Nestes termos e nos mais de Direito deve a presente resposta ser admitida e em consequência ser julgado improcedente o pedido formulado, pela verificação da excepção dilatória inominada de inadequação do meio processual, ou à cautela, por não se verificarem os requisitos previstos no n.º1 do art. 109º do CPTA.”

O Ministério Público, notificado nos termos e para os efeitos do disposto no artigo 146.º do CPTA, pronunciou-se no sentido da improcedência do recurso, sufragando inteiramente a tese consagrada na sentença.

Sem vistos, dada a natureza urgente do processo, cumpre decidir.


*
2.- DA FUNDAMENTAÇÃO

Em termos fácticos, na decisão recorrida e com interesse para a decisão, foram tidas em consideração as seguintes realidades e ocorrências:
-A Recorrente instaurou Processo de Intimação para Protecção de Direitos, Liberdades e Garantias contra o Ministério da Administração Interna/Serviço de Estrangeiros e Fronteiras, no qual peticionou que a Entidade Demandada seja intimada a emitir o título de residência da Recorrente, conforme consta do petitório.
-A Autora defendeu desde logo, em sede de petição inicial, que o caso sub iudice não é susceptível de uma decisão provisória, ou seja, de uma decisão cautelar para o que alegou ter concluído com sucesso o seu pedido de concessão de autorização de residência no passado dia 29/09/2015, junto ao Posto de Atendimento de Alverca do SEF.

**Tarefa proposta:** Escreva a continuação da decisão judicial sobre o título de residência, começando logo após a última frase apresentada. Os itens não têm qualquer papel no que aqui se pede.

[Registos de anotação de coordenadas]
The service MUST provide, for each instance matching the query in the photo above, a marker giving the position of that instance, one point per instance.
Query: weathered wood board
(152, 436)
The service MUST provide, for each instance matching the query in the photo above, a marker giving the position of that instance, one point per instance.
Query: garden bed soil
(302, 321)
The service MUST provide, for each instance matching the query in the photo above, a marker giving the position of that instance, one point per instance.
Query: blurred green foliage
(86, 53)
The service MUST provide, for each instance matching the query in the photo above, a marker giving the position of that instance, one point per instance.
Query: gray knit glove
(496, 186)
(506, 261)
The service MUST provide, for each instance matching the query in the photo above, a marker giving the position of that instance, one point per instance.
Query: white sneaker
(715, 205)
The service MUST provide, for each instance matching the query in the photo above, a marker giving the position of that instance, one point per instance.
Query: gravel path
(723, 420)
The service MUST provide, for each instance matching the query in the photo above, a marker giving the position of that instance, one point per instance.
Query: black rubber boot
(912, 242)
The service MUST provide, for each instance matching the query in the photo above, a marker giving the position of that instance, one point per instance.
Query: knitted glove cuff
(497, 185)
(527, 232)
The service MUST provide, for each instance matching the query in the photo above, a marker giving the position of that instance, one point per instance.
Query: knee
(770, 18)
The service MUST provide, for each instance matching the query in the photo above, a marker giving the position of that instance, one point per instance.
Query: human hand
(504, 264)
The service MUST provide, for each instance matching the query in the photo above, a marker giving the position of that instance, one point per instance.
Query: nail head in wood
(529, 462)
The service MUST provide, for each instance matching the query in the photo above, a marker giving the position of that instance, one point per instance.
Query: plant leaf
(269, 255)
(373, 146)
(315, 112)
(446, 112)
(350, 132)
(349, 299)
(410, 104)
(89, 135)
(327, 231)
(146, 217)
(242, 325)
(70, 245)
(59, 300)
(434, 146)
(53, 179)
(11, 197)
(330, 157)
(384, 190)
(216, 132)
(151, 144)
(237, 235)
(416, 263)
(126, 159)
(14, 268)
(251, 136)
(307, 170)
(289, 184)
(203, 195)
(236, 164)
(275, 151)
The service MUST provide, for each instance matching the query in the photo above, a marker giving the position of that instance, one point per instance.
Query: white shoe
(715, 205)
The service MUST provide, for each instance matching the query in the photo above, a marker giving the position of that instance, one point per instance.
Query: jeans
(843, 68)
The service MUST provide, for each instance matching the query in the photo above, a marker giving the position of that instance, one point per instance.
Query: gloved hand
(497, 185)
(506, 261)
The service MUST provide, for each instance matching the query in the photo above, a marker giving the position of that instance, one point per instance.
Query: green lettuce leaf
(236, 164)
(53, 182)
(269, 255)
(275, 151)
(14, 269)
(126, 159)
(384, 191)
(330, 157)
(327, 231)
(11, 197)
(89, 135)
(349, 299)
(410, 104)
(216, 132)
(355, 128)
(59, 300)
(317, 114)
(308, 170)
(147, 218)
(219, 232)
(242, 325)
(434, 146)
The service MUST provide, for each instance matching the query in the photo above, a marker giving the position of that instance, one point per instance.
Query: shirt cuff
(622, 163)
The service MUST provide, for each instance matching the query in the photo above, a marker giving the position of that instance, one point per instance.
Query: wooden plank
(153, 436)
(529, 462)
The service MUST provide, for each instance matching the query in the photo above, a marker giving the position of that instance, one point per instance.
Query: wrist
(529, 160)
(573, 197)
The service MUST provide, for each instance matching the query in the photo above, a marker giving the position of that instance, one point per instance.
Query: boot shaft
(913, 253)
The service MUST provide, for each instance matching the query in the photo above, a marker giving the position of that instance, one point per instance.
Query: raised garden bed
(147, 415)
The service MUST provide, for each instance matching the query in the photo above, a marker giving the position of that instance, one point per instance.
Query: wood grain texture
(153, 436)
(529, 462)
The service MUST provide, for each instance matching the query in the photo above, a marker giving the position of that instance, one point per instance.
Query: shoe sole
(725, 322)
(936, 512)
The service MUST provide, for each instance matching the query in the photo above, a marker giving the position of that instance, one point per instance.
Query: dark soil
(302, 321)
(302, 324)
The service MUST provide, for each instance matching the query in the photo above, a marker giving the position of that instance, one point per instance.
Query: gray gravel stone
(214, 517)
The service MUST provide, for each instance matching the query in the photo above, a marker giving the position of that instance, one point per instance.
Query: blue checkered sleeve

**Resposta esperada:**
-Na mesma data, pelo Posto de Atendimento do SEF de Alverca foi autorizada a prorrogação de permanência, nos termos do n.°1, do artigo 71.° e do n° 2, do artigo 72.°, ambos da Lei 23/2007, de 4 de Julho.
-E no mesmo dia foi elaborada proposta de concessão de autorização de residência ao abrigo do regime excepcional previsto no n° 2, do artigo 88.° da Lei n° 23/2007.
-Referiu que está privada da possibilidade de beneficiar da aplicação do Princípio da Equiparação, ou do tratamento nacional, previsto no artigo 15.°, n.°1, da CRP, permanece ainda hoje em situação irregular em território nacional; o que não lhe traz qualquer tranquilidade; nem sequer para andar em público. Pois, a todo o tempo, e em qualquer local (na rua, no metro, no seu local de trabalho), pode ser objecto de acções de fiscalizações, e pode ser mandado parar pela polícia (em que se inclui o próprio SEF), pelo que, está em causa o seu direito à liberdade e à segurança.
-Que sofre também enorme pressão por parte da entidade patronal que lhe faz saber diariamente que quer provas que concluiu o seu processo de regularização em território nacional; sob pena de ser despedido, pelo que está em causa o seu direito ao trabalho.
-Referiu, também, que apenas tem acesso ao sistema de saúde se pagar a integralidade das taxas; seja qual for a circunstância, não obstante descontar mensalmente e desde Janeiro de 2016, a favor da Segurança Social e pagar impostos em território Português, pelo que está em causa o seu direito à saúde e acesso à saúde.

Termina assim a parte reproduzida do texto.